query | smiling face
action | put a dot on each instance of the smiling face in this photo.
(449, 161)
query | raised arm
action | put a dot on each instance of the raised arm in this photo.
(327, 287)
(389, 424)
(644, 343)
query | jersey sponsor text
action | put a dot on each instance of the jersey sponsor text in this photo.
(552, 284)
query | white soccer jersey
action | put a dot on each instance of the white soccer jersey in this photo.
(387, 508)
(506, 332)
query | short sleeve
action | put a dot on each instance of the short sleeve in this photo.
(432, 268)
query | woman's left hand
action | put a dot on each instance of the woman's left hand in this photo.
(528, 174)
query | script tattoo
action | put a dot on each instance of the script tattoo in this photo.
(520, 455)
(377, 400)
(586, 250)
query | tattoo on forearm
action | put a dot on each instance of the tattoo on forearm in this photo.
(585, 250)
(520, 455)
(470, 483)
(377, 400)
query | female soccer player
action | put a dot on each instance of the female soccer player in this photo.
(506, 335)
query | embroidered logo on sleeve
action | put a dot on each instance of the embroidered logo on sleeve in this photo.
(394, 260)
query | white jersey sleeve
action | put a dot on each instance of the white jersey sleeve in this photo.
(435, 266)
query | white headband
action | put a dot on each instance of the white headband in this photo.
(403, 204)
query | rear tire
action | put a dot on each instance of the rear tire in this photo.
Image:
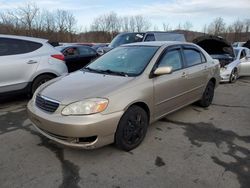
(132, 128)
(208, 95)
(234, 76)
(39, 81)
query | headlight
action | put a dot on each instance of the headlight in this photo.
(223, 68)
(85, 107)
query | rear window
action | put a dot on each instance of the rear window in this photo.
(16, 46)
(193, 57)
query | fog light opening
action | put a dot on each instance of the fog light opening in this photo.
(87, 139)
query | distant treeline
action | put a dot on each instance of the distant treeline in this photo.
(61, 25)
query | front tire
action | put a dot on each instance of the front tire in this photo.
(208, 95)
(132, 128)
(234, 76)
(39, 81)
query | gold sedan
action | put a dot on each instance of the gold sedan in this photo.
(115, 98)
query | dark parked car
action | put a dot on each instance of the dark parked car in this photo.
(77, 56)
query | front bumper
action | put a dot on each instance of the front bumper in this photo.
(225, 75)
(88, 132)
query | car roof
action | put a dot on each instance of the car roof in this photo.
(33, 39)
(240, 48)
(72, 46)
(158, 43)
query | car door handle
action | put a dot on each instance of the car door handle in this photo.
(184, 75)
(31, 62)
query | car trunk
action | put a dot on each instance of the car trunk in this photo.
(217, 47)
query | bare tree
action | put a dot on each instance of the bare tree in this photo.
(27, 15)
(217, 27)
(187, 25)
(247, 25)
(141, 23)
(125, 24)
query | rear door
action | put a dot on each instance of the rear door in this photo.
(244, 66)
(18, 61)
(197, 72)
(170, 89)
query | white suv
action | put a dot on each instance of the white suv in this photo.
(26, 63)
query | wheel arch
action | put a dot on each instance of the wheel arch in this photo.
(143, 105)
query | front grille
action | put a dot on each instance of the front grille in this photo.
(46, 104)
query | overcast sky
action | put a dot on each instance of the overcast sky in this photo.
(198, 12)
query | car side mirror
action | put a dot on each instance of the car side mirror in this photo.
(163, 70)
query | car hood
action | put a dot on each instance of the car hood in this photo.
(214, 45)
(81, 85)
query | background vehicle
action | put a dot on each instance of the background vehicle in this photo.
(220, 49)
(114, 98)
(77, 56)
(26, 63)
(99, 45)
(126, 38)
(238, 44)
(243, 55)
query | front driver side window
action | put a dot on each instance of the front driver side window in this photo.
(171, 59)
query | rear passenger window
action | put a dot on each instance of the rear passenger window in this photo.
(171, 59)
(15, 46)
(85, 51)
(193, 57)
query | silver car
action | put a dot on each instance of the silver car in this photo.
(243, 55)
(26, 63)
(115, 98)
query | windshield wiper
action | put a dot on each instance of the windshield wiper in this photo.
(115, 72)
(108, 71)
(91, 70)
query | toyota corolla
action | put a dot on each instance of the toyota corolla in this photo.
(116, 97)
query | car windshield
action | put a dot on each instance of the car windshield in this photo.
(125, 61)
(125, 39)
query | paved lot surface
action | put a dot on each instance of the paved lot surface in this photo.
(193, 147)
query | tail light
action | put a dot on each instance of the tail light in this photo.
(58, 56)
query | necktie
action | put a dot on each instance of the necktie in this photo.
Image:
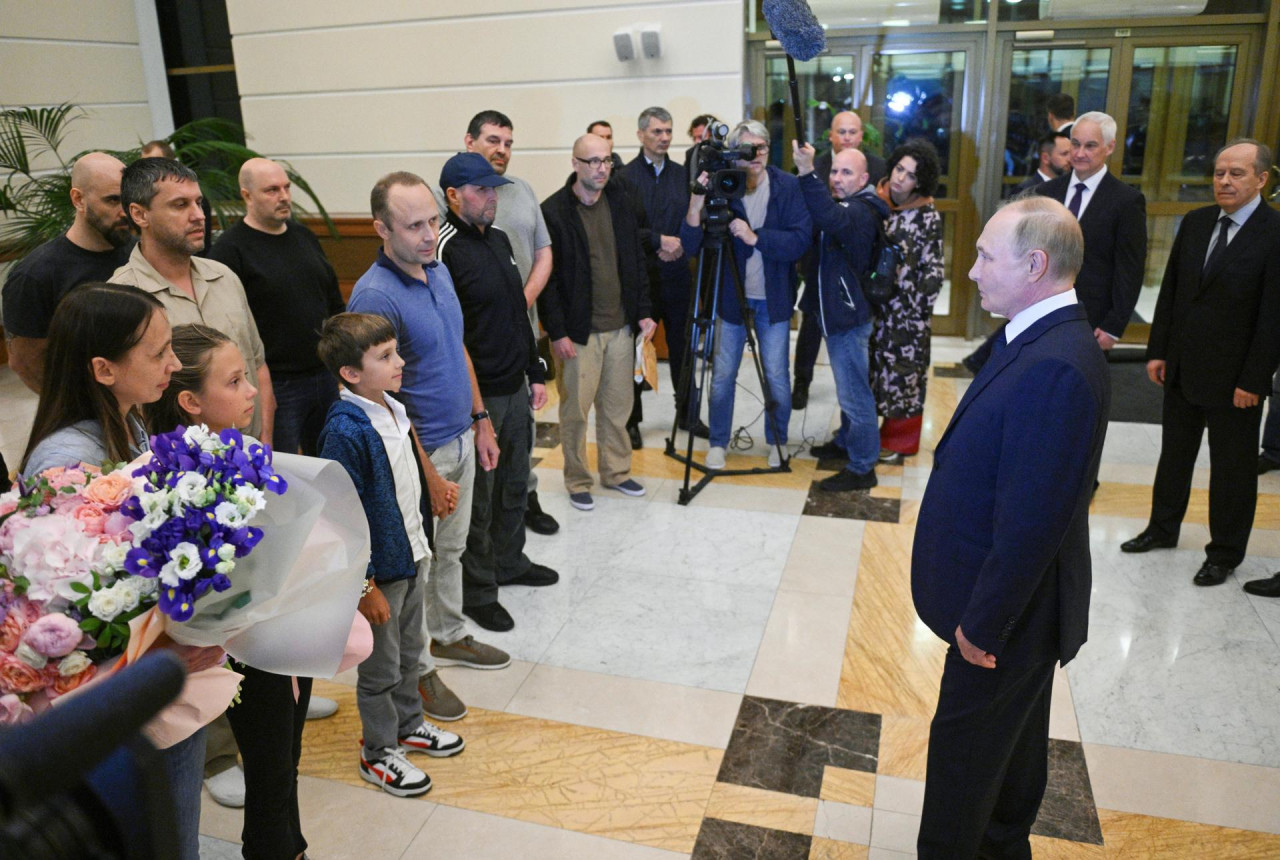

++++++++++++++++++++

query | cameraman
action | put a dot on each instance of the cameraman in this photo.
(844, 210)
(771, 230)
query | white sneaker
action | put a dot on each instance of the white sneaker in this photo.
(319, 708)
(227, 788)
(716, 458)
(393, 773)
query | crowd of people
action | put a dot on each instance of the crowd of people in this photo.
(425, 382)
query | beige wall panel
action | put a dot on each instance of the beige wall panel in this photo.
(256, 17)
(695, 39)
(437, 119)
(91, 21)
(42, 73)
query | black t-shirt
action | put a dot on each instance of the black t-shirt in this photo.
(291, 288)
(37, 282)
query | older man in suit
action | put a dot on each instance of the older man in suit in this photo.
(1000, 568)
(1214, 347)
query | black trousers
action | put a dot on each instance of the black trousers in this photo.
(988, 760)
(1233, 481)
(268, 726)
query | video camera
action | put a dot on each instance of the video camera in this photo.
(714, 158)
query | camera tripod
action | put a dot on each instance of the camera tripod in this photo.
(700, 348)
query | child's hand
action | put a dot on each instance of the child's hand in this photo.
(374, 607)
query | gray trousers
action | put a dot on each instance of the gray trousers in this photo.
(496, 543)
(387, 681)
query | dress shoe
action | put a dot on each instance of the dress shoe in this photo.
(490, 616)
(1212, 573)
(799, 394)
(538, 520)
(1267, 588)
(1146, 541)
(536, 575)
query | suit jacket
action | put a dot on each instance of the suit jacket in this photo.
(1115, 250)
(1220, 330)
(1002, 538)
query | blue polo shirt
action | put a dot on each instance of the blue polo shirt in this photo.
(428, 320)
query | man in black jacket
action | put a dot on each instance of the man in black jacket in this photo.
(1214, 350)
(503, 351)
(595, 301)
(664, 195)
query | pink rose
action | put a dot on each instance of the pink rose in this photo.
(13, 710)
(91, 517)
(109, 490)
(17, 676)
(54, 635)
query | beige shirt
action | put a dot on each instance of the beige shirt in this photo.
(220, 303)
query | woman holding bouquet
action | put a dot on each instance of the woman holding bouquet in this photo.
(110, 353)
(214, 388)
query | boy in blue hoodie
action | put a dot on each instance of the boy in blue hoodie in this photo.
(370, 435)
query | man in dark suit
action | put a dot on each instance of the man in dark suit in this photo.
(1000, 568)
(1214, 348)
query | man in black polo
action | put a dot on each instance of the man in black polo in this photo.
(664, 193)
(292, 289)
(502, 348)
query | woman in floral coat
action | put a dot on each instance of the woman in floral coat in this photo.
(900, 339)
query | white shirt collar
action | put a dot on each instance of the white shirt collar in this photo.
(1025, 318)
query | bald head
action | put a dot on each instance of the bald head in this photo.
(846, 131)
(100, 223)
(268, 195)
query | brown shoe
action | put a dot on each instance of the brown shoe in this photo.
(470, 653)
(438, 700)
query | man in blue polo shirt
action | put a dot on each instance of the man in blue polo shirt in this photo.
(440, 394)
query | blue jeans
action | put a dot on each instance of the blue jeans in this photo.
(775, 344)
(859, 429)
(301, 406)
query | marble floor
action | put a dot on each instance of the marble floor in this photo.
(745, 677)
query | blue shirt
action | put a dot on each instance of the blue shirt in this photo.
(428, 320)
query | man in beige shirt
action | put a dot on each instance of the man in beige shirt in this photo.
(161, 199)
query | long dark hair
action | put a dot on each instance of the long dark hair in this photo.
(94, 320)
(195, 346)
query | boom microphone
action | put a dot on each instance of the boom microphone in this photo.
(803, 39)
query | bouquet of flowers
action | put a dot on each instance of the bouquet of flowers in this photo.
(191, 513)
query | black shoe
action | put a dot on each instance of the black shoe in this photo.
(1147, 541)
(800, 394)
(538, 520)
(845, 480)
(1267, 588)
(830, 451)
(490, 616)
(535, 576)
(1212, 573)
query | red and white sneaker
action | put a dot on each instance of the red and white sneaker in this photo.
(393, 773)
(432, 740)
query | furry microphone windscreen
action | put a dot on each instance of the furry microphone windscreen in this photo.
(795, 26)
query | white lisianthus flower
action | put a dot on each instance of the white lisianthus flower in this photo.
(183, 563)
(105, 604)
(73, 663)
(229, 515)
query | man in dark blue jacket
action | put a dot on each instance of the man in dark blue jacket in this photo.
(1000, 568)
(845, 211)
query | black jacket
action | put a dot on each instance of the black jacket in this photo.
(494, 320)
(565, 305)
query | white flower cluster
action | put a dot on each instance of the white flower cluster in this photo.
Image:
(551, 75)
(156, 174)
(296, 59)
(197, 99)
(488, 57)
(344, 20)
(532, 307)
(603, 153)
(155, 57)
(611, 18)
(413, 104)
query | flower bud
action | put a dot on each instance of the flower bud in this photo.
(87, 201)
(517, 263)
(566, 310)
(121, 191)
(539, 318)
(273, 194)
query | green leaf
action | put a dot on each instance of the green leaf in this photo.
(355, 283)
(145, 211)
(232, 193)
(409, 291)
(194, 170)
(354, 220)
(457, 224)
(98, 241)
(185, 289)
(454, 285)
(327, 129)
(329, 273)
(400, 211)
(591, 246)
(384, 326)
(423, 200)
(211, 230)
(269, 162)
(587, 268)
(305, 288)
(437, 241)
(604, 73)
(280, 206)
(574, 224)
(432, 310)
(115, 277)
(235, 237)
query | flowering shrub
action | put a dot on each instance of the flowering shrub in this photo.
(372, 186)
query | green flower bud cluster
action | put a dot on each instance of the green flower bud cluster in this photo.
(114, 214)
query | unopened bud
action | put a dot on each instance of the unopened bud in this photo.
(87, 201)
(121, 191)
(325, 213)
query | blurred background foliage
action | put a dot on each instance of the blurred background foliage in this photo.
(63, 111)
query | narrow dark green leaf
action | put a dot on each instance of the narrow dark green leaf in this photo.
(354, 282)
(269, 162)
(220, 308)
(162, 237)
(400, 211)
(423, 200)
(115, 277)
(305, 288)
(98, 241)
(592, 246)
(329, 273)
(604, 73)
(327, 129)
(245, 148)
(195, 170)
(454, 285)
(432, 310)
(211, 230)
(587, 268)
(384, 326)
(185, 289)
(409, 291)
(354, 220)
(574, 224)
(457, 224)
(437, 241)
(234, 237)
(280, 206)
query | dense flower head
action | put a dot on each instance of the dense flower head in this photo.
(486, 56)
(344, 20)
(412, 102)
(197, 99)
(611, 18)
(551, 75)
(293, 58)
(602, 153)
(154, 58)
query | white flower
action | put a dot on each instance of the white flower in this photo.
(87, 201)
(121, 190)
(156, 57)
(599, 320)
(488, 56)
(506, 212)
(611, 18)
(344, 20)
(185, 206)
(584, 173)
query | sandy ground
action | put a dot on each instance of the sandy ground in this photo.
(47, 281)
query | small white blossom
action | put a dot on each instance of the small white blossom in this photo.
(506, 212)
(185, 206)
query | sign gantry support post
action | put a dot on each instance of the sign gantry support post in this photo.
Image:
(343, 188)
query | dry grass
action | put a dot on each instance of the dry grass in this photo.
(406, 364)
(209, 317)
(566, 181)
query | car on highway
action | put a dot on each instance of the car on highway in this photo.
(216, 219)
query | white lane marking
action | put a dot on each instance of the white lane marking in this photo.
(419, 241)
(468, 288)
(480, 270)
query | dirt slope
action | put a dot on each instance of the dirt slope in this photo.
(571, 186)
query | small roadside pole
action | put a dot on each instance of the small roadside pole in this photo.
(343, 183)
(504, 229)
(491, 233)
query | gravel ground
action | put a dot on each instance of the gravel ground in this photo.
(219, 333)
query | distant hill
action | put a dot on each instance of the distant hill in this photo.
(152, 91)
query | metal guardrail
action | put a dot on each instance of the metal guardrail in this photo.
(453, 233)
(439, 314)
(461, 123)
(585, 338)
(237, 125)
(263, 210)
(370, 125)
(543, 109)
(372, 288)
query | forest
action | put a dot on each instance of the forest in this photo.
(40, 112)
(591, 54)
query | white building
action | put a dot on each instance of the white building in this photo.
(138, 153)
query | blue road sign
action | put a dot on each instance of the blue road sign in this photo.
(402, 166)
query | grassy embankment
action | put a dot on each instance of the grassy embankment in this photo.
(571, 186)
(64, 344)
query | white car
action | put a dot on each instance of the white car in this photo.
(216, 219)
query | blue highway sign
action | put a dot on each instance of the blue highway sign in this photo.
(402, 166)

++++++++++++++++++++

◆ TASK OBJECTIVE
How many lines in the items above contain the string "raised"? Treat uppercase and lowercase letters as different, and reply with the number alone.

◆ WRITTEN ANSWER
2